> [Set exercise]
Can you return every one of the records below line for line, without changing a single character?
* Begin Records supplied *
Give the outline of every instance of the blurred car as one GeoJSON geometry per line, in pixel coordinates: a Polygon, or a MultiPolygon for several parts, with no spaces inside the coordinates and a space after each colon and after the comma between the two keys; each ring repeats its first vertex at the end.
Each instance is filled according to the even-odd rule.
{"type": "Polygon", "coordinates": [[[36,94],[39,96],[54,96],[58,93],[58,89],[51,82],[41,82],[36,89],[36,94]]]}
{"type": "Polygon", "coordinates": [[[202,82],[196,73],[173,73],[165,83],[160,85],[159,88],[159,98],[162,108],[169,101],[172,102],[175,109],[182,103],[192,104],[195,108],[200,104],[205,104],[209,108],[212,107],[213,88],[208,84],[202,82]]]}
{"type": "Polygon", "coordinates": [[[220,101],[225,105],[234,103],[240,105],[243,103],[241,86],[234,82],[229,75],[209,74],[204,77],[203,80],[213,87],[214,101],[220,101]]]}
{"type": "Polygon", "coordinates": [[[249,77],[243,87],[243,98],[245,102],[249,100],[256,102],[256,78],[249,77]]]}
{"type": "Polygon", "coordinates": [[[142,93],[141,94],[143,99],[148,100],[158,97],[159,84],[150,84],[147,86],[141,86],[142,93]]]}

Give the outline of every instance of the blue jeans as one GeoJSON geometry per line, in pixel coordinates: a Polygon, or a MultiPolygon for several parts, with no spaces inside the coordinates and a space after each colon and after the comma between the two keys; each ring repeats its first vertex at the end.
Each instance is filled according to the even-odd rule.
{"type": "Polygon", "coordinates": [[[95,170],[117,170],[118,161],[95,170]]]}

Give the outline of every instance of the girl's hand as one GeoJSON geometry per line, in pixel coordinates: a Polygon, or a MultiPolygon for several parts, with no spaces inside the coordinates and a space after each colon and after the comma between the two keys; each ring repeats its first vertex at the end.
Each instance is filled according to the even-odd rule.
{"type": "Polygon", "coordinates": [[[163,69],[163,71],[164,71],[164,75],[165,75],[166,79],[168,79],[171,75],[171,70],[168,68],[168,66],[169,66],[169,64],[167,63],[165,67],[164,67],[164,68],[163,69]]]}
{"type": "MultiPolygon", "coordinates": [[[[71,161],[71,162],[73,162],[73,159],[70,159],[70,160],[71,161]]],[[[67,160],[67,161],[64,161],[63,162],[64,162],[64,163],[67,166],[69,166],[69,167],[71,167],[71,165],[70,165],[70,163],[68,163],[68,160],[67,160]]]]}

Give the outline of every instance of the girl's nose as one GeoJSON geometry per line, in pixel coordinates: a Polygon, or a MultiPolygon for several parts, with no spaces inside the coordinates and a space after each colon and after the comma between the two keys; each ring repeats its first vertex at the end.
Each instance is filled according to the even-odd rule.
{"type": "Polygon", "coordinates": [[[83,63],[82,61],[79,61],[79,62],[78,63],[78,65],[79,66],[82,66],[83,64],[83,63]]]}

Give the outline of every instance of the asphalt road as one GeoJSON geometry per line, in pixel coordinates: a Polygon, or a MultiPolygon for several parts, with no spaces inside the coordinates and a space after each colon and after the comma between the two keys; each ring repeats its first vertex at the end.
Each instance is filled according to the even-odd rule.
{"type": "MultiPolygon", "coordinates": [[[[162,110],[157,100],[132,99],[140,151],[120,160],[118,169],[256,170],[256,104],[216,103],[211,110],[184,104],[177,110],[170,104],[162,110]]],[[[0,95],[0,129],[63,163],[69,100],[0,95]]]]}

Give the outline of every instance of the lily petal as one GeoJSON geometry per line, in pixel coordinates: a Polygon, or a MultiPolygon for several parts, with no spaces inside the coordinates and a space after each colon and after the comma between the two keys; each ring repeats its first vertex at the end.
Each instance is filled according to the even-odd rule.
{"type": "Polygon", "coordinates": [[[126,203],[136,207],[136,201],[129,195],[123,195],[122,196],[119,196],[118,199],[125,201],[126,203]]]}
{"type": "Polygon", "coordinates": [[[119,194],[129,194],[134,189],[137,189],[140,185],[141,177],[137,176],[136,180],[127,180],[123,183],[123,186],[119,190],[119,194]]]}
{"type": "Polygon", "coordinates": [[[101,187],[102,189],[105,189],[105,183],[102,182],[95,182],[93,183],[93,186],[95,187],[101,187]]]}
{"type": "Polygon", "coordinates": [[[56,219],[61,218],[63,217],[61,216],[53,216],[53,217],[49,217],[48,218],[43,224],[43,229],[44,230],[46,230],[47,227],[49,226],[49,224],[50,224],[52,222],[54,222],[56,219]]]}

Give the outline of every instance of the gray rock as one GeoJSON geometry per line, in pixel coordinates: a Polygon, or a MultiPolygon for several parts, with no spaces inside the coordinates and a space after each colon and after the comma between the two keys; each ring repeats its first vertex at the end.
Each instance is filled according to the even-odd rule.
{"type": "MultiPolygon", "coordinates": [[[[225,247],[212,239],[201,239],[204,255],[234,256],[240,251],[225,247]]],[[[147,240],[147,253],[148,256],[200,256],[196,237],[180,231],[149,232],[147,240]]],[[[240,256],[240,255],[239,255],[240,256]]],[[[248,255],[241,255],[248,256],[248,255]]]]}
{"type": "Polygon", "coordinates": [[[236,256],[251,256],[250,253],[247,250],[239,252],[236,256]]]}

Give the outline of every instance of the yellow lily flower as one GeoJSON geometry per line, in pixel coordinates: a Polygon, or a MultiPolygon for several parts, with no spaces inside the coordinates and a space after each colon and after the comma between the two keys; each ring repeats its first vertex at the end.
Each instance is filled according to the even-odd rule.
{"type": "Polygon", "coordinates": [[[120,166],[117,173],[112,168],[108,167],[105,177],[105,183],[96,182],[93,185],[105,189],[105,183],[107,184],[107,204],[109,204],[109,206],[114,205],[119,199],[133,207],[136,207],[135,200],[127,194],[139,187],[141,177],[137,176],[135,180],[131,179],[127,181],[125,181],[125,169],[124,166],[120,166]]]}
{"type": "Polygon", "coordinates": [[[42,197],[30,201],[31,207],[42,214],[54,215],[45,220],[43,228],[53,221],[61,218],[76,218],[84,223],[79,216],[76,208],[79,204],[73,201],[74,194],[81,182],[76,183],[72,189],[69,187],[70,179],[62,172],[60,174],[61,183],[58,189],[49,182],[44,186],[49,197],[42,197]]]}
* End Records supplied *
> [Solution for this task]
Give the outline of every instance of the blurred car as one GeoJSON geometry per line, in pixel coordinates: a Polygon, or a MultiPolygon for several parts, with no spaces inside the coordinates and a space after each colon and after the comma between the two keys; each ring repeats its first vertex at the end.
Each instance is filled according to the even-odd rule.
{"type": "Polygon", "coordinates": [[[36,94],[39,96],[54,96],[58,93],[58,89],[51,82],[41,82],[36,89],[36,94]]]}
{"type": "Polygon", "coordinates": [[[202,82],[196,73],[173,73],[165,83],[160,85],[159,88],[159,98],[162,108],[169,101],[172,102],[175,109],[182,103],[192,104],[195,108],[200,104],[205,104],[209,108],[212,107],[213,88],[208,84],[202,82]]]}
{"type": "Polygon", "coordinates": [[[220,101],[225,105],[234,103],[240,105],[243,103],[241,86],[234,82],[229,75],[209,74],[204,77],[203,80],[213,87],[214,101],[220,101]]]}
{"type": "Polygon", "coordinates": [[[249,77],[243,87],[243,98],[245,102],[249,100],[256,102],[256,78],[249,77]]]}
{"type": "Polygon", "coordinates": [[[142,93],[141,94],[143,99],[148,100],[158,97],[159,84],[150,84],[147,86],[141,86],[142,93]]]}

Give the outline of every instance of the blue jeans as one GeoJSON geometry per line, in pixel coordinates: a Polygon, or a MultiPolygon for several parts, with no spaces inside the coordinates and a space after each colon and after the comma between the two keys; each ring repeats its first vertex at the end.
Each instance is filled according to the even-odd rule.
{"type": "Polygon", "coordinates": [[[95,170],[117,170],[118,161],[95,170]]]}

Give the outline of every instance of the girl's hand as one GeoJSON geometry per line, in pixel coordinates: a Polygon, or a MultiPolygon for several parts, with no spaces inside the coordinates and a space after each colon and after the comma between the two keys; each ring repeats its first vertex at the end.
Each instance is filled according to the even-odd rule.
{"type": "Polygon", "coordinates": [[[163,69],[163,71],[164,71],[164,75],[165,75],[166,79],[168,79],[171,75],[171,70],[168,68],[168,66],[169,66],[169,64],[167,63],[165,67],[164,67],[164,68],[163,69]]]}
{"type": "MultiPolygon", "coordinates": [[[[71,161],[71,162],[73,162],[73,159],[70,159],[70,160],[71,161]]],[[[67,160],[67,161],[64,161],[63,162],[64,162],[64,163],[67,166],[69,166],[69,167],[71,167],[71,165],[70,165],[70,163],[68,163],[68,160],[67,160]]]]}

Give the outline of every instance of the girl's nose as one GeoJSON geometry per line, in pixel coordinates: a Polygon, or a MultiPolygon for several parts, with no spaces inside the coordinates and a space after each colon and after the comma between the two keys; each ring repeats its first vertex at the end.
Each instance is filled according to the even-odd rule.
{"type": "Polygon", "coordinates": [[[83,63],[82,61],[79,61],[79,62],[78,63],[78,65],[79,66],[82,66],[83,64],[83,63]]]}

Give the outline of every instance of the asphalt road as one GeoJSON geometry per line, in pixel coordinates: a Polygon, or a MultiPolygon for several parts, with no spaces inside the coordinates and a space after each colon and after the comma between the two keys; each ring repeats its first vertex at the end.
Each instance is filled according to the even-odd rule.
{"type": "MultiPolygon", "coordinates": [[[[162,110],[157,100],[132,99],[140,151],[120,160],[118,169],[256,170],[256,104],[216,103],[211,110],[184,104],[177,110],[170,104],[162,110]]],[[[0,95],[0,129],[63,163],[69,100],[0,95]]]]}

Give the outline of every instance of the lily petal as one GeoJSON geometry per line, in pixel coordinates: a Polygon, or a MultiPolygon for several parts, with no spaces inside the coordinates and a space after each colon and after the comma between the two keys; each ring repeats its first vertex at the end.
Each instance is filled according to the even-odd rule.
{"type": "Polygon", "coordinates": [[[126,203],[136,207],[136,201],[129,195],[123,195],[122,196],[119,196],[118,199],[125,201],[126,203]]]}
{"type": "Polygon", "coordinates": [[[119,194],[129,194],[134,189],[137,189],[140,185],[141,177],[137,176],[136,180],[127,180],[123,183],[123,186],[119,190],[119,194]]]}
{"type": "Polygon", "coordinates": [[[101,187],[102,189],[105,189],[105,183],[102,182],[95,182],[93,183],[93,186],[95,187],[101,187]]]}
{"type": "Polygon", "coordinates": [[[56,219],[61,218],[63,217],[61,216],[53,216],[53,217],[49,217],[48,218],[43,224],[43,229],[44,230],[46,230],[47,227],[49,226],[49,224],[50,224],[52,222],[54,222],[56,219]]]}

Give the outline of every instance of the gray rock as one GeoJSON geometry per line, in pixel coordinates: a Polygon, or a MultiPolygon for several parts, with no spaces inside the coordinates and a space after each colon and after the comma between the two keys; each ring repeats its first vertex at the end.
Each instance is filled according to the even-odd rule.
{"type": "MultiPolygon", "coordinates": [[[[225,247],[212,239],[201,239],[204,255],[234,256],[240,251],[225,247]]],[[[147,240],[147,253],[148,256],[200,256],[196,237],[180,231],[149,232],[147,240]]],[[[240,256],[240,255],[239,255],[240,256]]],[[[248,255],[241,255],[248,256],[248,255]]]]}
{"type": "Polygon", "coordinates": [[[236,256],[251,256],[250,253],[247,250],[239,252],[236,256]]]}

Give the outline of every instance of the yellow lily flower as one GeoJSON geometry per line, in pixel coordinates: a Polygon, or a MultiPolygon for several parts, with no spaces inside the coordinates and a space after each colon and after the comma between the two keys; each ring repeats its first vertex at the end.
Each instance is filled according to the even-odd rule.
{"type": "Polygon", "coordinates": [[[120,166],[117,173],[112,168],[108,167],[105,177],[105,183],[96,182],[93,185],[105,189],[105,183],[107,184],[107,204],[109,204],[109,206],[114,205],[119,199],[133,207],[136,207],[135,200],[127,194],[139,187],[141,177],[137,176],[135,180],[131,179],[127,181],[125,181],[125,169],[124,166],[120,166]]]}
{"type": "Polygon", "coordinates": [[[42,197],[30,201],[31,207],[42,214],[54,215],[45,220],[43,228],[53,221],[61,218],[76,218],[84,223],[79,216],[76,208],[79,204],[73,201],[74,194],[81,182],[76,183],[72,189],[69,187],[70,179],[62,172],[60,174],[61,183],[58,189],[49,182],[44,186],[49,197],[42,197]]]}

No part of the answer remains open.